**What you have to do:**
In the text on model selection with cross validation, which model does the "one standard error" rule choose?

**Text shown:**
━━━━━━━━

How to select model based on Cross Validation?

I always thought we select the model with the lowest cross validation , since cross validation is the estimate of prediction error.

However, there is the "one standard error" rule according to "Elements of Statistical Learning", which choose the most parsimonious model whose error is no more than one standard error above the error of the best model.

Question: what is the rationale of the "one standard error" rule ? And why not choose the model with lowest CV ?

An Introduction to Statistical Learning puts the rationale pretty succinctly on page 214:

The rationale here is that if a set of models appear to be more or less equally good, then we might as well choose the simplest model—that is, the model with the smallest number of predictors.

Note that the one-standard-error rule is recommended in cases for which the relation of cross-validated error to number of predictors is "quite flat." It also takes into account the following:

Furthermore, if we repeated the validation set approach using a different split of the data into a training set and a validation set, or if we repeated cross-validation using a different set of cross-validation folds, then the precise model with the lowest estimated test error would surely change.

So why not choose the simplest useful model in such a case? The one-standard-error rule is a rule of thumb, a way to get a reasonably simple model. I am not aware of any further basis for this choice based on first principles.

This Cross Validated question goes into a good deal more detail on this issue.

━━━━━━━━

**Data provided:**
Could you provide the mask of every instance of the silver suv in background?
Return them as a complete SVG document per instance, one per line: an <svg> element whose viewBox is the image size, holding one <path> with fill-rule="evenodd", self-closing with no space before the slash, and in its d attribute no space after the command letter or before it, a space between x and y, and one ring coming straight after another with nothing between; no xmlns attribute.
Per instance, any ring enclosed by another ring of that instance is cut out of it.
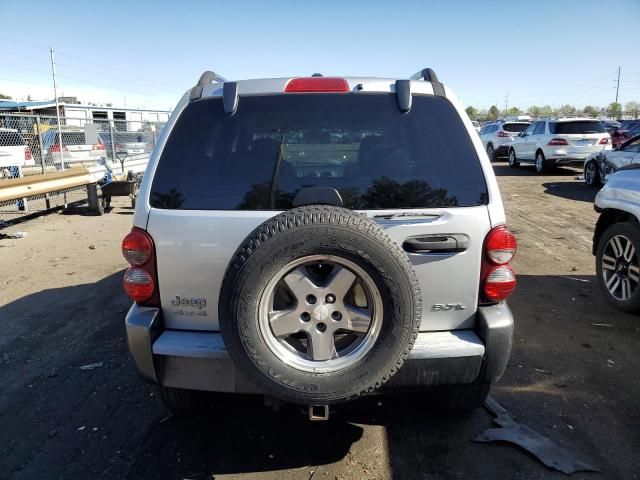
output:
<svg viewBox="0 0 640 480"><path fill-rule="evenodd" d="M516 241L455 95L412 78L205 72L180 100L122 245L129 347L170 409L197 390L312 419L378 391L483 403Z"/></svg>
<svg viewBox="0 0 640 480"><path fill-rule="evenodd" d="M495 122L482 127L478 134L489 160L509 155L509 146L529 125L531 122Z"/></svg>
<svg viewBox="0 0 640 480"><path fill-rule="evenodd" d="M538 120L509 146L509 166L533 163L544 173L556 165L584 165L589 155L611 150L611 137L600 120L559 118Z"/></svg>

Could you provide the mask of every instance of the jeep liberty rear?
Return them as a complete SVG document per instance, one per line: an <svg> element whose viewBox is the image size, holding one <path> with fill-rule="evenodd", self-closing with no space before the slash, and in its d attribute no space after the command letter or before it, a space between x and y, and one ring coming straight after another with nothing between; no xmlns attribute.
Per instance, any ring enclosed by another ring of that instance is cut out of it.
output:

━━━━━━━━

**Full output:**
It chooses the most parsimonious model whose error is no more than one standard error above the error of the best model.